Why do we sacrifice for and invest in Christian education? How is teaching from a “Christian perspective” or “Christian worldview” any different?
There may not be a more controversial topic in the history of American public education than the role of religion. So, let’s start with a brief walk down memory lane and review some facts from your high school civics class.
In essence, the First Amendment, which institutes the free exercise of religion and disallows the establishment of religion, was written as a reaction to the relationship between the English Crown and the Anglican Church. But about fifty years after the founders penned the Bill of Rights, Massachusetts’ own Horace Mann came along with this crazy Prussian idea that the people of his state actually deserved a state-funded education. That model was soon adopted by the federal government and, come the turn of the 20th century, the U.S. government was in the education business. (On a side note, Horace Mann may be one of the most underrated innovators in the history of America, as the system that the founders designed only serves the masses if the masses are educated. Otherwise, this republic is nothing more than an aristocracy in democracy’s clothing).

Given request: In the passage on Christian education, why does the writer say Horace Mann may be one of the most underrated innovators in American history? Answer in one to three sentences.

Data section:
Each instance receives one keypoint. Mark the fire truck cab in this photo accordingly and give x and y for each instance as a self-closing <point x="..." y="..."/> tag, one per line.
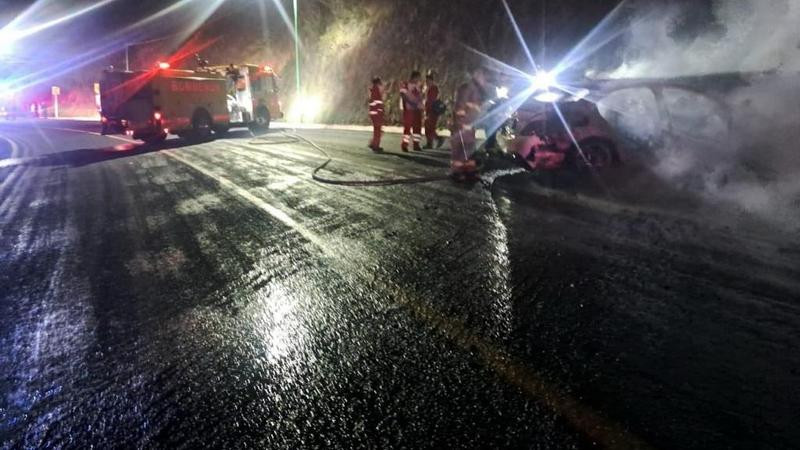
<point x="252" y="94"/>
<point x="193" y="104"/>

Correct output: The system the founders designed serves the masses only if the masses are educated, and Mann brought the idea that the people of his state deserved a state-funded education. Otherwise, the writer says, the republic is nothing more than an aristocracy in democracy's clothing.